--- START ---

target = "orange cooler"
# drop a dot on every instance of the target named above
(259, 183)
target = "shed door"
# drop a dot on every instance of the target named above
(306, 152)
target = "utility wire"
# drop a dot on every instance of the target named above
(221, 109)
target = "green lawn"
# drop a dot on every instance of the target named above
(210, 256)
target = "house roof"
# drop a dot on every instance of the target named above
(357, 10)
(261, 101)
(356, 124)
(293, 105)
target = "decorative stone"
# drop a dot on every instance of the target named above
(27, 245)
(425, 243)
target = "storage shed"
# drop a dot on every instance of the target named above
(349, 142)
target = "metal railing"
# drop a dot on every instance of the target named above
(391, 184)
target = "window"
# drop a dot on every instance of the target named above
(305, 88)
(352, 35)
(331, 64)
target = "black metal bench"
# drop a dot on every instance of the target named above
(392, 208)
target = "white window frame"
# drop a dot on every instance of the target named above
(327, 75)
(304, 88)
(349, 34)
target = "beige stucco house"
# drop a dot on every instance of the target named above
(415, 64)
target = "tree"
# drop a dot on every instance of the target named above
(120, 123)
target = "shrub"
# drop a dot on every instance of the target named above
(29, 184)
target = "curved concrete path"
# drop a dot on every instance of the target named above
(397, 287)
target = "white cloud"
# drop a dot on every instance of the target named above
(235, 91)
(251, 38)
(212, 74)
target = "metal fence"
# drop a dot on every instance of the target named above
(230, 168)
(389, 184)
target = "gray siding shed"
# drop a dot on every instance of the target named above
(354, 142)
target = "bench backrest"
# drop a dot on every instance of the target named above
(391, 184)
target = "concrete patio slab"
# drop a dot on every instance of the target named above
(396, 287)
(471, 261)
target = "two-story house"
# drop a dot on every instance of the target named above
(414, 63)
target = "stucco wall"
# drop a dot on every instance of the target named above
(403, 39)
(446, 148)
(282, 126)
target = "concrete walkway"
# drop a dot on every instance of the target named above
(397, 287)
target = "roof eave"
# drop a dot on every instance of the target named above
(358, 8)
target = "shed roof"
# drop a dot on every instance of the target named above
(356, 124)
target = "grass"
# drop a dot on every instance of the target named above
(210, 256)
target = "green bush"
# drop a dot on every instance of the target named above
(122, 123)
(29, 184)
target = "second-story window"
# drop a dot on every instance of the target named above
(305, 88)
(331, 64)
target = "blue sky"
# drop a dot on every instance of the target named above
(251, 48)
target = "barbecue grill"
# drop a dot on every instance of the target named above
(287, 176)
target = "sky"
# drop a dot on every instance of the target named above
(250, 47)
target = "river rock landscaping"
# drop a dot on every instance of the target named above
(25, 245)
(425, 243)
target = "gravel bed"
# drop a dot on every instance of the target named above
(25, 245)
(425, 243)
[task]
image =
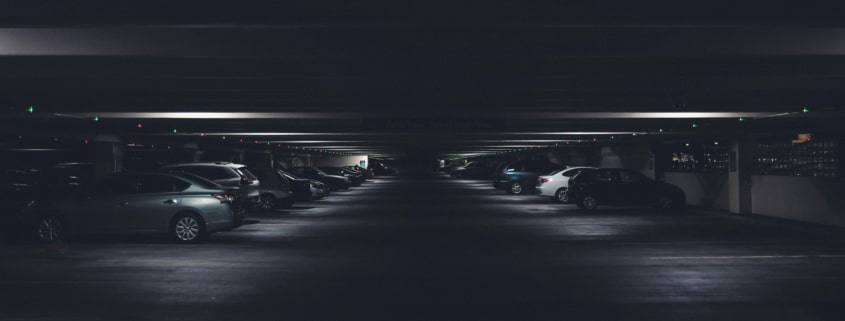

--- END ---

Where images occur in the data above, leave them out and repeat everything else exactly.

Your solution.
target = "orange cooler"
# drop a dot on every instance of the target named above
(259, 183)
target = "shed door"
# drop a dot on every instance of the target named above
(306, 152)
target = "utility wire"
# drop a dot on every instance of the target named above
(221, 109)
target = "green lawn"
# drop a dot on every instance of the target named above
(210, 256)
target = "house roof"
# drop a dot on every instance of the target named above
(357, 10)
(261, 101)
(356, 124)
(293, 105)
target = "decorative stone"
# drop a dot on every instance of the target named above
(27, 245)
(425, 243)
target = "storage shed"
# drop a dot on every instance of the target named above
(349, 142)
target = "metal railing"
# drop a dot on every instance of the target named above
(391, 184)
target = "window"
# drop a dot on every instance of the target named above
(305, 88)
(352, 35)
(331, 64)
target = "black metal bench"
# drop a dot on every instance of the target named above
(392, 208)
target = "white window frame"
# drop a dot on every instance of the target named above
(327, 75)
(304, 88)
(349, 34)
target = "beige stucco house"
# drop a dot on every instance of the target named above
(415, 64)
target = "tree"
# drop a dot on every instance of the target named above
(120, 123)
target = "shrub"
# drop a dot on every instance of the target named above
(29, 184)
target = "curved concrete path"
# drop a dot on every instance of the target named above
(397, 287)
target = "white cloud"
# drop a dot on every instance of the target named above
(235, 91)
(251, 38)
(212, 74)
target = "metal fence"
# drop a dot on every instance of the target named above
(230, 168)
(389, 184)
target = "gray siding shed"
# drop a dot on every instance of the target named above
(354, 142)
target = "bench backrest"
# drop a dot on every instance of the target named above
(391, 184)
target = "concrete patio slab"
# drop a dot on every instance of the target named above
(396, 287)
(471, 261)
target = "two-story house"
# drop a dot on every instance of the target named above
(414, 63)
target = "stucco wall"
# drop a dot on every instance of the target named above
(403, 39)
(446, 148)
(282, 126)
target = "concrete walkway"
# drop a dot on every instance of the target named above
(397, 287)
target = "roof eave"
# drop a dot on every instance of the target named above
(358, 8)
target = "shed roof"
# drop a dot on every instance of the target named above
(356, 124)
target = "grass"
# drop a dot on every instance of the target named above
(210, 256)
target = "green bush"
# drop a dot on every instance of the target named above
(122, 123)
(29, 184)
target = "second-story window"
# drop a dot on every instance of the target named above
(305, 88)
(331, 64)
target = "blue sky"
# drop a dot on every instance of the target named above
(251, 48)
target = "barbecue grill"
# drop a dot on every instance of the target named above
(287, 176)
target = "sky"
# drop a dot on every instance of the target named above
(250, 47)
target = "river rock landscaping"
# drop a dot on every instance of the target named above
(25, 245)
(425, 243)
target = "gravel bed"
# drop a dot on every instance of the target named above
(25, 245)
(425, 243)
[task]
image =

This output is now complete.